:: Source extract ::
The big picture: Trump's mega-donors defected in droves after Jan. 6 and Republicans' abysmal performance in the 2022 midterms. After flirting with alternate candidates in the GOP primary, many are getting back behind Trump.
The latest is casino billionaire Miriam Adelson, who plans to pour millions into reviving the pro-Trump super PAC Preserve America, Politico reported Thursday.
- Adelson and her late husband, Las Vegas Sands founder Sheldon Adelson, were Trump's biggest donors in 2020 — contributing $90 million to Preserve America.
- The super PAC was overseen at the time by Chris LaCivita, who is now Trump's co-campaign manager.
Driving the news: Hedge fund billionaire Bill Ackman, who has crusaded against DEI policies and antisemitism on college campuses, is likely to endorse Trump as well, the Financial Times reported Thursday.
- Blackstone CEO Steve Schwarzman told Axios last week that he would support and donate to Trump after previously calling for "a new generation of leaders."
- Activist investor Nelson Peltz, who said he regretted voting for Trump after the Capitol attack, hosted the former president at his Florida mansion in March.

:: Dataset entries ::
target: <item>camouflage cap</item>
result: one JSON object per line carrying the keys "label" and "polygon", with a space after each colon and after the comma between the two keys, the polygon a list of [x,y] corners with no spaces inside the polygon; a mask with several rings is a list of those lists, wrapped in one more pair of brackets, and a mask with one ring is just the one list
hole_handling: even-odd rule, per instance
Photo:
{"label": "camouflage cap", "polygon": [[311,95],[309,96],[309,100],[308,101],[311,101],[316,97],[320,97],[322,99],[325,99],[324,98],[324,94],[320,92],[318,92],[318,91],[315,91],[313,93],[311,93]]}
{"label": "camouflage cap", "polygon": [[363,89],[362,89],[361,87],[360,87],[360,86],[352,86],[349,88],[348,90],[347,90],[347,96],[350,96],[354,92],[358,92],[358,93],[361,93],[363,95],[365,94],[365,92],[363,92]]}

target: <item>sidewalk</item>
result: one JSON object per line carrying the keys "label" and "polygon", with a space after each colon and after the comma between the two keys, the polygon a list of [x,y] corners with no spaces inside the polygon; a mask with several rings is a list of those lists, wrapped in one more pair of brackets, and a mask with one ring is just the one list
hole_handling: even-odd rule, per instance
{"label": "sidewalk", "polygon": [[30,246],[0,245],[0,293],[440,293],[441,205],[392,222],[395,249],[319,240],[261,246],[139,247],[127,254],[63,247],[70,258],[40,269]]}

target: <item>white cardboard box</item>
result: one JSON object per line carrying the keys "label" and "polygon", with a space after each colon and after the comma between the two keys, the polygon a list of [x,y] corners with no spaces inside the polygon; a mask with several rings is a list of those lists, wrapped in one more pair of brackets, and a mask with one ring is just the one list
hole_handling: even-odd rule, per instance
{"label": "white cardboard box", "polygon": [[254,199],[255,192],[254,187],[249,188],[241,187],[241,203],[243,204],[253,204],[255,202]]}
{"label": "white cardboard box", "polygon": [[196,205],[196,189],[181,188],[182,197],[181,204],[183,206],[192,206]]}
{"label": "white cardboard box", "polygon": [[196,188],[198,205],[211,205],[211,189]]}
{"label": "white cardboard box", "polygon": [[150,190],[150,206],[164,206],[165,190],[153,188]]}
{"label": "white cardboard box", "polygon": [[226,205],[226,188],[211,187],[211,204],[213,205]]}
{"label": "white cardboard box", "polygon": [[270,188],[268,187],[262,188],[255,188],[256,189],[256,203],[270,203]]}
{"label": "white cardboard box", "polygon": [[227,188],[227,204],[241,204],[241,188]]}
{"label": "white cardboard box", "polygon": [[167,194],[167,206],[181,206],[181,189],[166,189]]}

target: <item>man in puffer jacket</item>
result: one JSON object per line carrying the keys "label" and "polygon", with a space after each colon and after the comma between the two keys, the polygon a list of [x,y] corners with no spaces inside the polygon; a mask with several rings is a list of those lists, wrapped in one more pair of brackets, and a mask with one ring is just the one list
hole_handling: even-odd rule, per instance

:: Given problem A ::
In one to three sentences, explain why the Trump donor report says Trump's mega-donors left him.
:: Given problem B ::
Pick up the Trump donor report after its last sentence and carry it forward.
The data plays no part in this work.

:: Result A ::
Trump's mega-donors defected in large numbers after Jan. 6 and after Republicans' abysmal performance in the 2022 midterms. Many then flirted with alternate candidates in the GOP primary before getting back behind Trump.

:: Result B ::
- Elon Musk, who met with Trump at Peltz's home, now speaks to the former president multiple times per month and is organizing dinner parties to whip elite opposition against Biden.
- David Sacks and Chamath Palihapitiya, tech investors and hosts of the popular "All In" podcast, are hosting a Silicon Valley fundraiser for Trump on June 6.
Between the lines: Trump, who spent much of the primary season drowning in legal bills, has ramped up his fundraising appeals with audacious promises to top donors, the Washington Post reports.
- On several occasions, he has asked for checks of $25 million or $50 million — and tested the bounds of campaign finance laws by tying the requests to promises of tax cuts and favorable business policies.
- At a meeting at Mar-a-Lago last month, Trump asked some of the oil industry's top executives to help raise $1 billion for his campaign as he outlined his maximalist pro-drilling agenda.
What they're saying: "Donors at every level from working Americans to business leaders are coming into President Trump's campaign because they know the fate the nation is at stake," Trump campaign adviser Brian Hughes told Axios.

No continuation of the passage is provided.